_DOCUMENT PASSAGE_:

=== Begin Enclosure ===

Full Text

1. Introduction

Wearable exoskeleton is an assist device which can amplify the strength and reduce human effort through the use of external power supply or human power. It has been widely investigated all over the word in the past decades (Young and Ferris, 2016) and have been used in various fields. In 2000, DARPA began to invest a lot of money in the program of exoskeleton for human performance augmentation, which attempted to enhance the capabilities of ground soldiers (Garcia et al., 2002). Researchers from Israel, Japan, Russia, et al. have developed their exoskeletons for medical usage of rehabilitation or assistance to disability individuals (Bogue, 2015). The exoskeletons used in industry area to reduce workers’ physical labor were also widely reported.

The wearable exoskeletons can be divided into active, semi-active and passive ones. Currently, most researchers having been concentrating on active or semi-active exoskeleton. However, the active joints usually lead to complex system, which have to rely on accurately controlled actuator and external power supplies. The Berkeley Lower Extremity Exoskeleton had actuated joints at the hip, knee and ankle for both lower limbs, which allowed soldiers to carry heavy loads over long distances (Kazerooni and Steger, 2006), and its major limitations were large mass, complex operation and external energy requirements. Yu et al. developed an underactuated exoskeleton with an active motor in the knee joint for walking and load-carrying assist (Yu et al., 2016); they achieved force reduction in the gastrocnemius and rectus femoris when climbing with load. However, the active knee joint made their system complicated, which decreased its reliability and practicability.

=== End Enclosure ===

_WORK REQUEST_:
Answer these questions about the exoskeleton introduction:
1. In what year did DARPA begin investing in its exoskeleton program for human performance augmentation?
2. Into which three types can wearable exoskeletons be divided?
3. In which joint did the underactuated exoskeleton from Yu et al. have its active motor?

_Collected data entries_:
=== Begin Enclosure ===

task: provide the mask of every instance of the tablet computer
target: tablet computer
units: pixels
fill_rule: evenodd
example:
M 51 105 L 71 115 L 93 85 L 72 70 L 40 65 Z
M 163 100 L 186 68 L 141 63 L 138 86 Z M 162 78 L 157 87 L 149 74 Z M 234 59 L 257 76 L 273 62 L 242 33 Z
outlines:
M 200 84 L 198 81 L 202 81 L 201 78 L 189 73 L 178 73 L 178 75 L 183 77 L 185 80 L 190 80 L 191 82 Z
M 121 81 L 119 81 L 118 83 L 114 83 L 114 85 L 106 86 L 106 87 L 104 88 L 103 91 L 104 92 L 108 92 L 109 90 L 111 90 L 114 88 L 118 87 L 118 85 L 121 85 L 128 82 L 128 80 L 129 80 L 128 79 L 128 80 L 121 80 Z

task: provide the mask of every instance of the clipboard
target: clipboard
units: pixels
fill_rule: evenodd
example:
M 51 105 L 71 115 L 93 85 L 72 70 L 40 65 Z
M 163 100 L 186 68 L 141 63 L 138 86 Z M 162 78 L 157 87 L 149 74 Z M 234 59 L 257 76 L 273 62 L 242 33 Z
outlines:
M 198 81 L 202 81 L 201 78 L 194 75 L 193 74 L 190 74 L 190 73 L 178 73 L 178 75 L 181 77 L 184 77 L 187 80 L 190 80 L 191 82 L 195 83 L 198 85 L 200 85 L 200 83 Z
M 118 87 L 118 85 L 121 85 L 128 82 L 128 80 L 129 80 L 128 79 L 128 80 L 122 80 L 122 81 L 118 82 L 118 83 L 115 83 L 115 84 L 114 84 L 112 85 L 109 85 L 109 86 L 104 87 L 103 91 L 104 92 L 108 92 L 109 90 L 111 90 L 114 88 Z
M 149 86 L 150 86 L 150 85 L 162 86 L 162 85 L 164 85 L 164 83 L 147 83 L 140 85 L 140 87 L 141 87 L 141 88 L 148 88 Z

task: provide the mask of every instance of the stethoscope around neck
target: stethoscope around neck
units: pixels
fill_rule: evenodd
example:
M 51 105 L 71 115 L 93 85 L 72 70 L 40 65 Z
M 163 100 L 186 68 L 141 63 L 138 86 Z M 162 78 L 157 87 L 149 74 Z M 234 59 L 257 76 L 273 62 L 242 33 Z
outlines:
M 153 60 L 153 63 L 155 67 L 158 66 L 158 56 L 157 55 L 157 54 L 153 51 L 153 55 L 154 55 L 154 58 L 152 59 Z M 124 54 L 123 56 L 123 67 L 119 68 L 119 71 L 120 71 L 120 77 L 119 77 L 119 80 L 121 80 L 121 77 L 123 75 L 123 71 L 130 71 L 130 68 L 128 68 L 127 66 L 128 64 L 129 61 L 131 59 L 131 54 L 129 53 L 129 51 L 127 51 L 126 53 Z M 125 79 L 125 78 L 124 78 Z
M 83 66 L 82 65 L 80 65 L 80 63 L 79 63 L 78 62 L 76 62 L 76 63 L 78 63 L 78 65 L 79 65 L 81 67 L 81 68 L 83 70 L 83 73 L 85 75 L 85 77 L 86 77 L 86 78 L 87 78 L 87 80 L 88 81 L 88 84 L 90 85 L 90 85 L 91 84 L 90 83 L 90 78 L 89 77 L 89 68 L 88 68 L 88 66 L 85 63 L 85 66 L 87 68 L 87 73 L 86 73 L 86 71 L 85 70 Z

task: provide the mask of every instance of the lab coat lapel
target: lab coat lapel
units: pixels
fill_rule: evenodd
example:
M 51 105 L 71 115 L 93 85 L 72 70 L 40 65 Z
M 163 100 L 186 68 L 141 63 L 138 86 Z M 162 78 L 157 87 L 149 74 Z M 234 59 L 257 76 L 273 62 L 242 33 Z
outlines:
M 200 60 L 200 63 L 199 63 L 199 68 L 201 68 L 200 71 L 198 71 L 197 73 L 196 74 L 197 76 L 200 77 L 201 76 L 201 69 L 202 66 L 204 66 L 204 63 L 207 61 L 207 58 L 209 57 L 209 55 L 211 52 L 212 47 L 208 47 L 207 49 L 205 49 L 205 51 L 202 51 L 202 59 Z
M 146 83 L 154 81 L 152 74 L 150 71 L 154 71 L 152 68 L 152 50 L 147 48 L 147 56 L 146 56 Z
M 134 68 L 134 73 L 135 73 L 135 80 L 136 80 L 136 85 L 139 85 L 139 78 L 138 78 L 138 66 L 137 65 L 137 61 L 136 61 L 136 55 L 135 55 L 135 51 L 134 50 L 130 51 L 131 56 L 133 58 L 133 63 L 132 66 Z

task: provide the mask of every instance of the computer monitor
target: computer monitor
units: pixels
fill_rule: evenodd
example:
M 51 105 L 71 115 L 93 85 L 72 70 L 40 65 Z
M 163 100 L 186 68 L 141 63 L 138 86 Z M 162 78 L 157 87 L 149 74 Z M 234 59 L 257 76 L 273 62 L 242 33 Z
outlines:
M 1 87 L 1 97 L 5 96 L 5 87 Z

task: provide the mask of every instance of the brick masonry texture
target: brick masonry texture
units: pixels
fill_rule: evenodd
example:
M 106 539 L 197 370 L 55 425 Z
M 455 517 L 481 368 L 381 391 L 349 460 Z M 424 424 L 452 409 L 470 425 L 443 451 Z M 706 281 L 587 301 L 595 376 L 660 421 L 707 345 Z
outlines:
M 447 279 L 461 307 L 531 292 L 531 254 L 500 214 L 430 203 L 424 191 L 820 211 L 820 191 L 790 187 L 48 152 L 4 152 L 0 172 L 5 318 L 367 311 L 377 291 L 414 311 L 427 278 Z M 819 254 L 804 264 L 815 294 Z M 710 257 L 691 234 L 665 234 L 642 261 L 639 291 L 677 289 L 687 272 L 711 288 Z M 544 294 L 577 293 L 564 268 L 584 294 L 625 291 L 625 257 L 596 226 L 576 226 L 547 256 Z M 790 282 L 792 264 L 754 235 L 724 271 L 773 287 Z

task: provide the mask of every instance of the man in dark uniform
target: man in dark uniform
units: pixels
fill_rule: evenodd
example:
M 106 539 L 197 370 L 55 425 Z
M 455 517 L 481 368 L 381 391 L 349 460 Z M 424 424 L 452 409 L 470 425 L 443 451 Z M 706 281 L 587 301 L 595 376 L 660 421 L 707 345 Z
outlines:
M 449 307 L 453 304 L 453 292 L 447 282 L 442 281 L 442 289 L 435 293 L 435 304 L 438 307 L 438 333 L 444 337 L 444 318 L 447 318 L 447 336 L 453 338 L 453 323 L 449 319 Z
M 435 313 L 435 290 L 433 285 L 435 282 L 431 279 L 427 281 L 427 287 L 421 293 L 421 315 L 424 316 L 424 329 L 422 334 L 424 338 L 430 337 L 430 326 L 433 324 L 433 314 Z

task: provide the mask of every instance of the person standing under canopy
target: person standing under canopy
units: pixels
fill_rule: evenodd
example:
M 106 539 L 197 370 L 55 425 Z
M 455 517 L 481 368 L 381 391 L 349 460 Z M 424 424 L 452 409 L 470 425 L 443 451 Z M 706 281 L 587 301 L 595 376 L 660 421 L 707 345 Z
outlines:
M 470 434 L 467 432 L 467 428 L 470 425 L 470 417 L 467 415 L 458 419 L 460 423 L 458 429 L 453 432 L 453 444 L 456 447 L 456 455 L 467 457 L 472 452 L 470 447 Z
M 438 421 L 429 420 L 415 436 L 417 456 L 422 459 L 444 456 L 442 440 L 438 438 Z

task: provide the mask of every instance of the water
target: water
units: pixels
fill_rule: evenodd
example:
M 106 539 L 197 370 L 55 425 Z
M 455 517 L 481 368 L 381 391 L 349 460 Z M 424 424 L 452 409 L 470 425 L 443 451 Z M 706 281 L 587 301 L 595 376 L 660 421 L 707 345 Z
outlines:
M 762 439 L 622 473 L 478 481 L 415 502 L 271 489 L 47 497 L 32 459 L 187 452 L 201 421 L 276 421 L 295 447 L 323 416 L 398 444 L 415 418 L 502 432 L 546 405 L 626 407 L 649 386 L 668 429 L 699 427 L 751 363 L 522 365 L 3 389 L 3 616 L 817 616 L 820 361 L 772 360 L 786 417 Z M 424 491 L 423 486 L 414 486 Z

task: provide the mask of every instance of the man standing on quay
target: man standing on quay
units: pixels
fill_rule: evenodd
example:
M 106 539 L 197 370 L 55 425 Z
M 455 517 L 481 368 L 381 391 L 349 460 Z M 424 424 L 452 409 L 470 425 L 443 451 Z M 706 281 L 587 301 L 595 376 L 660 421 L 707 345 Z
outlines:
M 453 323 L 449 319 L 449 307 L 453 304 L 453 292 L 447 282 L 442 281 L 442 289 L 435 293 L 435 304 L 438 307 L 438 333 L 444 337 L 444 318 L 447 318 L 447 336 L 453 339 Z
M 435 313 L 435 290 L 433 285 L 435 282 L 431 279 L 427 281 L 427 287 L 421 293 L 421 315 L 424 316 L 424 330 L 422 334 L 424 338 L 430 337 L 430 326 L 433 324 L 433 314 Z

=== End Enclosure ===
=== Begin Enclosure ===

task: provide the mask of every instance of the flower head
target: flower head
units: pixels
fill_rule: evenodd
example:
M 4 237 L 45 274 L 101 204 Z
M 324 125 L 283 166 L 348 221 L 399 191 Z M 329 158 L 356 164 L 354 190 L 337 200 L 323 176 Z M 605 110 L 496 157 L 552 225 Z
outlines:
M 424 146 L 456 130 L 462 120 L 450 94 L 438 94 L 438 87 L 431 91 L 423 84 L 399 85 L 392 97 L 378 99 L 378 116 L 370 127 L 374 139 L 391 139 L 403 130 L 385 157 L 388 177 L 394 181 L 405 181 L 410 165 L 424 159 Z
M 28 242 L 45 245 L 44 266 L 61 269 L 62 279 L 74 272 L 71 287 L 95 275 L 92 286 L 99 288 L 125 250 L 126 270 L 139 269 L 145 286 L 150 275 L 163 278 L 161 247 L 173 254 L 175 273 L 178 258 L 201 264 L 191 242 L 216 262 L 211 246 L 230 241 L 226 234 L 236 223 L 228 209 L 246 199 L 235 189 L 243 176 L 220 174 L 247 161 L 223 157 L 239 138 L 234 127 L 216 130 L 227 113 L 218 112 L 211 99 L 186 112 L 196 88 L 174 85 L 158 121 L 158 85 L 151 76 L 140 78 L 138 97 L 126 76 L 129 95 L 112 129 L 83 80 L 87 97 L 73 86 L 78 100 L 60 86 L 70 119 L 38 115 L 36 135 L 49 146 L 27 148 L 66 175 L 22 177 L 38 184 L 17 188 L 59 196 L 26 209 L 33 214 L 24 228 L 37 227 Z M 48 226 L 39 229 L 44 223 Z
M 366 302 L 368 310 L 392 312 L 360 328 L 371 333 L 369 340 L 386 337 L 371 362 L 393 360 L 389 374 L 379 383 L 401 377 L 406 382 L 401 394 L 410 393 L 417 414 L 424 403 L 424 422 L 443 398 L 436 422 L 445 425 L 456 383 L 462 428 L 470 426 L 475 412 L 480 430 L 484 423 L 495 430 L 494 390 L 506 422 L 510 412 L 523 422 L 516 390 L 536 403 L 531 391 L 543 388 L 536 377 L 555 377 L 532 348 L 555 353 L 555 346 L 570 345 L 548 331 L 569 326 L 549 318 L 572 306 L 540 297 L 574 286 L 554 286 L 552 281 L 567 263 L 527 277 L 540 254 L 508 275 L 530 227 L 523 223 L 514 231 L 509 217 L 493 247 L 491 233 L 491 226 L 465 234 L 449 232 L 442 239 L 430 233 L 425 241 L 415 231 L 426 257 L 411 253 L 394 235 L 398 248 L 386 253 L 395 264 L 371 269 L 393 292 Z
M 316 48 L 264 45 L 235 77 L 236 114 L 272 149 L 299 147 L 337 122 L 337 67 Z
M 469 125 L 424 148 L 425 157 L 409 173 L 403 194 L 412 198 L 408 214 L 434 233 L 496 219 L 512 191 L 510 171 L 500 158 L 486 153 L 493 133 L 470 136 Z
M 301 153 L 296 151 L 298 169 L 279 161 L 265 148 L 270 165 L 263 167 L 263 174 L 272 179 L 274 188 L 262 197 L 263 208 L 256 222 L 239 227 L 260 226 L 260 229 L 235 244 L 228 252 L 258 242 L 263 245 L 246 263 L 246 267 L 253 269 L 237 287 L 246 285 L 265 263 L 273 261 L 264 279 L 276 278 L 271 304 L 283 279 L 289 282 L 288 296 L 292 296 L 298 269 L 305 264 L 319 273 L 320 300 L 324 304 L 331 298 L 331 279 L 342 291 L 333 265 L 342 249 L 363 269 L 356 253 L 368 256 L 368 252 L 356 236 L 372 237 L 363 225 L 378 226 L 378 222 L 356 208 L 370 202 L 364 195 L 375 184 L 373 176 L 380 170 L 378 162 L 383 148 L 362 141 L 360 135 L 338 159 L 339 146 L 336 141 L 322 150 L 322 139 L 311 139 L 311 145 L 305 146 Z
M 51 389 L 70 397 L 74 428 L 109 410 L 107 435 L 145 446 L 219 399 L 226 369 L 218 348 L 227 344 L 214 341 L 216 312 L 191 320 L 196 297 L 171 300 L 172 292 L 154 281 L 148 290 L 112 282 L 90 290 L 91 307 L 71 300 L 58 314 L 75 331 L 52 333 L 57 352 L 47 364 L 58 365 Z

=== End Enclosure ===

_RESPONSE BOX_:
1. 2000
2. Active, semi-active and passive
3. The knee joint